------ TEXTO DA PÁGINA

1. Em face da declaração de inconstitucionalidade formal dos arts. 45 e 46 da Lei 8.212/91 e do parágrafo único do art. 5º do Decreto-lei n° 1.569/77 pelo Supremo Tribunal Federal no julgamento dos RREE 560626, 556664, 559882 e 559943 a Procuradoria-Geral da Fazenda Nacional (PGFN), através desta Coordenação-Geral de Representação Judicial (CRJ) estabelece as seguintes orientações à carreira dos Procuradores da Fazenda Nacional, sem prejuízo de outras que venham a ser veiculadas em outros pareceres.
2. Como devidamente noticiado pela Mensagem PGFN/CRJ nº. 645 e 646 o Supremo Tribunal Federal fixou no julgamento dos RREE 560626, 556664, 559882 e 559943 o entendimento de que apenas a lei complementar pode veicular normas gerais de decadência e prescrição tributárias, seja sob a égide da Constituição Federal pretérita (CF/67/69), seja sob a égide da atual (CF/88).
3. Como sabido, além dos dispositivos legais declarados formalmente inconstitucionais pelo STF, existem no nosso ordenamento jurídico outras leis não complementares (lei ordinária, medida provisória e decreto-lei) que lidam com os referidos institutos de direito tributário, cito como exemplo os artigos 2º, § 3º e 40 da Lei 6.830/80 (LEF), vejamos:
"Art. 2º - Constitui Dívida Ativa da Fazenda Pública aquela definida como tributária ou não tributária na Lei nº 4.320, de 17 de março de 1964, com as alterações posteriores, que estatui normas gerais de direito financeiro para elaboração e controle dos orçamentos e balanços da União, dos Estados, dos Municípios e do Distrito Federal.

------------
------ DADOS FORNECIDOS

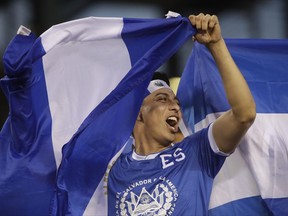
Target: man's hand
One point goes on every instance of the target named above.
(208, 28)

------------

SEU OBJETIVO
Transcreva, sem nenhuma alteração, o trecho do texto sobre decadência e prescrição tributárias que começa em "3. Como sabido, além" e segue até "do Distrito Federal.".

RESULTADO FINAL
3. Como sabido, além dos dispositivos legais declarados formalmente inconstitucionais pelo STF, existem no nosso ordenamento jurídico outras leis não complementares (lei ordinária, medida provisória e decreto-lei) que lidam com os referidos institutos de direito tributário, cito como exemplo os artigos 2º, § 3º e 40 da Lei 6.830/80 (LEF), vejamos:
"Art. 2º - Constitui Dívida Ativa da Fazenda Pública aquela definida como tributária ou não tributária na Lei nº 4.320, de 17 de março de 1964, com as alterações posteriores, que estatui normas gerais de direito financeiro para elaboração e controle dos orçamentos e balanços da União, dos Estados, dos Municípios e do Distrito Federal.